:: Given data ::

━━━━━━━━━━━━━━━━━━━━━━━━━━━━━━

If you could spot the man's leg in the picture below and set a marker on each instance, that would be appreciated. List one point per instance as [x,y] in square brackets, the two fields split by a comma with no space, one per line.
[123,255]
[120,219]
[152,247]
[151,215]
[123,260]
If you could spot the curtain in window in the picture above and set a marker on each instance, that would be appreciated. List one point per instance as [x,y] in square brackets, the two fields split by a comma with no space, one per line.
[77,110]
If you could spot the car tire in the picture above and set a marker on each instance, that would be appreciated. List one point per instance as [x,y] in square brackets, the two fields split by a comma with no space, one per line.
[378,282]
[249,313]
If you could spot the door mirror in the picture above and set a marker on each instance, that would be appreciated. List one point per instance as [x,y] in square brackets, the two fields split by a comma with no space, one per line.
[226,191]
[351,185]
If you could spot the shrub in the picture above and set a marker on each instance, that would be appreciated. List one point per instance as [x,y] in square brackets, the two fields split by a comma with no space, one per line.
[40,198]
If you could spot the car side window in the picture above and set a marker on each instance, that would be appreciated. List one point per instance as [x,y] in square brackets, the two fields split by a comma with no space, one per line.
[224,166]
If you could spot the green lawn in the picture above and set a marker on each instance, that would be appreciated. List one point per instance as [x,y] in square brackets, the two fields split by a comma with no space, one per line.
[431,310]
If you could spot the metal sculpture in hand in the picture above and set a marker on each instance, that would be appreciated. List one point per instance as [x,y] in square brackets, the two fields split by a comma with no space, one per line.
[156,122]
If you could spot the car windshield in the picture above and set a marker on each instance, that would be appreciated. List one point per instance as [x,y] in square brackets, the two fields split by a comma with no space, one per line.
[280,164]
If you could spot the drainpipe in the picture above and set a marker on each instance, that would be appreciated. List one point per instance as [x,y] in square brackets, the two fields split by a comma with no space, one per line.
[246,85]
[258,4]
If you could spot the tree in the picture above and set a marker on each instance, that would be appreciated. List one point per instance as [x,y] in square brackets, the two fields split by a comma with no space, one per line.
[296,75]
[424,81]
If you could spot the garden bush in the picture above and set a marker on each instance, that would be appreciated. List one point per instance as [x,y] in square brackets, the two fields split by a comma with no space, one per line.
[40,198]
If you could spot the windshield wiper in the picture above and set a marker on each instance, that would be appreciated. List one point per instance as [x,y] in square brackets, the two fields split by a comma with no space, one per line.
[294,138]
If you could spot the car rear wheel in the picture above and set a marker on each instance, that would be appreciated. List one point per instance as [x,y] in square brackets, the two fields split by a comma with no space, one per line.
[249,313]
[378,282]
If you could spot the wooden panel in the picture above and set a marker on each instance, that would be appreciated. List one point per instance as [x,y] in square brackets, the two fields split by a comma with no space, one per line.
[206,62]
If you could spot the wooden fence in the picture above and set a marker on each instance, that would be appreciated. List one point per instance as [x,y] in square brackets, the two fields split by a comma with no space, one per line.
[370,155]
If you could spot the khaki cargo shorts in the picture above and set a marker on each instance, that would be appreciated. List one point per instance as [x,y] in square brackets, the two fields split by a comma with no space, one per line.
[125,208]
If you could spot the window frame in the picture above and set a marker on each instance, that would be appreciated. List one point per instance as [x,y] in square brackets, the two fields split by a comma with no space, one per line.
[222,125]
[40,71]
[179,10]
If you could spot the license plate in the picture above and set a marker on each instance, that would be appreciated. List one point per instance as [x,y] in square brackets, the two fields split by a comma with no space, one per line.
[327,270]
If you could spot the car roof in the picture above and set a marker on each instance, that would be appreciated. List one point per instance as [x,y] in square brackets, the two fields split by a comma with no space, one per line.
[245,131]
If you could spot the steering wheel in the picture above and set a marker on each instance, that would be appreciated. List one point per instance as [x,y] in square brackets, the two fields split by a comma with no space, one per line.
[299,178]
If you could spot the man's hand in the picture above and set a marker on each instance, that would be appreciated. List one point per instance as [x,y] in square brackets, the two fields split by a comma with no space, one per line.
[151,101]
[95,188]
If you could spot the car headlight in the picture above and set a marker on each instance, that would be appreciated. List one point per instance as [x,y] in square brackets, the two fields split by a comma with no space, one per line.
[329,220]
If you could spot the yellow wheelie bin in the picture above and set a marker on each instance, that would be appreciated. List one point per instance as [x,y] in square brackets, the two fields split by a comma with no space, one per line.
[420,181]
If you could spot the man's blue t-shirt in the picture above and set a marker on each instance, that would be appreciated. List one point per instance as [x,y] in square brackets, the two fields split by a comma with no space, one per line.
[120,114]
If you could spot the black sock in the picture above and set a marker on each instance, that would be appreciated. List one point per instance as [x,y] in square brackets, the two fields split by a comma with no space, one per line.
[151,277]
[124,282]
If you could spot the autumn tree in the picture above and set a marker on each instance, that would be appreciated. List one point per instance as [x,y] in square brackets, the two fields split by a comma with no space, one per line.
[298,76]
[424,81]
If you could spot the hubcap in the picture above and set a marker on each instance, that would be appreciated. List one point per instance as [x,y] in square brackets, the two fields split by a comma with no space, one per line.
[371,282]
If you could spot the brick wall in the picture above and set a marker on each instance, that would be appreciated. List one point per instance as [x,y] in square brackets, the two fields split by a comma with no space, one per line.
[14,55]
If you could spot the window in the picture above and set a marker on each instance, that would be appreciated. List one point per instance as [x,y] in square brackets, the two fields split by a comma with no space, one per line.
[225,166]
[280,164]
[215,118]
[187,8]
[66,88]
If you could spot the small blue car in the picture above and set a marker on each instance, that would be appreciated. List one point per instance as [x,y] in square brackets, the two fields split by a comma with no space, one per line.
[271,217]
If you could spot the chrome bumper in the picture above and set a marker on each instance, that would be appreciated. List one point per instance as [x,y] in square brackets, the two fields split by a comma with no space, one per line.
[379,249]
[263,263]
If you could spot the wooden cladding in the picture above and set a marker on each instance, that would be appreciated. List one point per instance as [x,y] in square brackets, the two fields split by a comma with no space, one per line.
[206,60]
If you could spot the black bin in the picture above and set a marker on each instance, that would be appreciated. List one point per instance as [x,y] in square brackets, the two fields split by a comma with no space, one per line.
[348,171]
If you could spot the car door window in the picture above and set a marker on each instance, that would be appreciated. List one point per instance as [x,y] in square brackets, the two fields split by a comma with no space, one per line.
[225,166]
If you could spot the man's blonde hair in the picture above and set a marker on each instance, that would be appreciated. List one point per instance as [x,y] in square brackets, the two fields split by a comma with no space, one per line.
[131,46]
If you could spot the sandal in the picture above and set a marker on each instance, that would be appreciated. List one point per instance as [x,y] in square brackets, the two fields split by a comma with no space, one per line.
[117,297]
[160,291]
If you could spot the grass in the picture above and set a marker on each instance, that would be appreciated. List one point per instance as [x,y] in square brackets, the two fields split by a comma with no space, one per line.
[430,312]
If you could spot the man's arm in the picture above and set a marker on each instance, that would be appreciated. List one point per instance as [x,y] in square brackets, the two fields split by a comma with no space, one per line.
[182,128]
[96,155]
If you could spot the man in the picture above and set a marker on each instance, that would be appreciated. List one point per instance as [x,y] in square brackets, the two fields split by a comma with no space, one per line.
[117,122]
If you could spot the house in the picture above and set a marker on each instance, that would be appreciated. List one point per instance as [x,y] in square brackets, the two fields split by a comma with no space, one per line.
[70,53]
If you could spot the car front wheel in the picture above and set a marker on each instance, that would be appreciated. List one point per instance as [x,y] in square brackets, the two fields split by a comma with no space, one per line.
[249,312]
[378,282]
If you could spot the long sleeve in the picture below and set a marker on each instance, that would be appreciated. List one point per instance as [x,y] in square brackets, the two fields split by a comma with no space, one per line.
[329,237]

━━━━━━━━━━━━━━━━━━━━━━━━━━━━━━

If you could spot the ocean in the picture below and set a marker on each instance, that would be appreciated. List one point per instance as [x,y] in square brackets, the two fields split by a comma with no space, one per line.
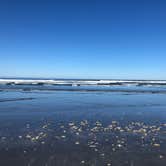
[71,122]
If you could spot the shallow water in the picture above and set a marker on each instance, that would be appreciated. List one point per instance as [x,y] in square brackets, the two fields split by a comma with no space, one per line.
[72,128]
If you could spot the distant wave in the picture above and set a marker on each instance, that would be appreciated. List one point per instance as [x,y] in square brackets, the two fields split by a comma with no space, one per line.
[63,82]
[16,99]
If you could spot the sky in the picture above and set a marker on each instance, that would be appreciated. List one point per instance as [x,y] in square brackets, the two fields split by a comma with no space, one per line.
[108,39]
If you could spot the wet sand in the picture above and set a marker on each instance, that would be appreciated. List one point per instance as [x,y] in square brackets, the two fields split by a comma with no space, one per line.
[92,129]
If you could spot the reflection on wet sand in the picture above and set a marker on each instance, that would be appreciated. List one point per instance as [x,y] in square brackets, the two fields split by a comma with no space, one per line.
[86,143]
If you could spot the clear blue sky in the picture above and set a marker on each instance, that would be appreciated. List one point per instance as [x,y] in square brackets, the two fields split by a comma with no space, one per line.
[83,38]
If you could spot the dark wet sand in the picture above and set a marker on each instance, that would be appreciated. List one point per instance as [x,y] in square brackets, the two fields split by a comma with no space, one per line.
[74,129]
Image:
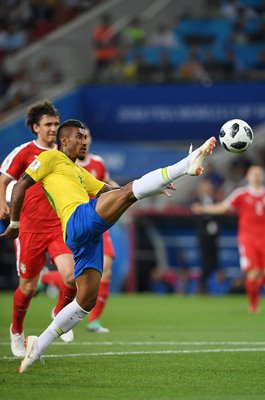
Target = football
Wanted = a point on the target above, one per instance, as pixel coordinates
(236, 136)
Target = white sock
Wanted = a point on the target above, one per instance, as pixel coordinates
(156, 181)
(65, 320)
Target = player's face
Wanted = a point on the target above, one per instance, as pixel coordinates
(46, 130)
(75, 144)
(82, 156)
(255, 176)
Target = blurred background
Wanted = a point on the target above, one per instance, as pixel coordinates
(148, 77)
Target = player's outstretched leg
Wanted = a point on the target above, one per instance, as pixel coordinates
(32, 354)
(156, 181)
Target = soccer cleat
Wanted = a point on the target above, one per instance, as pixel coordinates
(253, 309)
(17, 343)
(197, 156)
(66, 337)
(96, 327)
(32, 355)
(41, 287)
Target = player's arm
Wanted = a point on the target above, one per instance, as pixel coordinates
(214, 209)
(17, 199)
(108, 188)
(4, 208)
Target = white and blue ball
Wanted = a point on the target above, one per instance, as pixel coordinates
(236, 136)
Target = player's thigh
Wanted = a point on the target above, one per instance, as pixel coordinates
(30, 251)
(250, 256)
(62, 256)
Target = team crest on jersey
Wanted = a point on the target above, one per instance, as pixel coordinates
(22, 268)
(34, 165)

━━━━━━━━━━━━━━━━━━━━━━━━━━━━━━

:: Task brief ::
From the listing above, return every line that carries the string "player".

:: Response below ::
Target = player's face
Target = player's outstretched leg
Target = player's arm
Target = player's thigh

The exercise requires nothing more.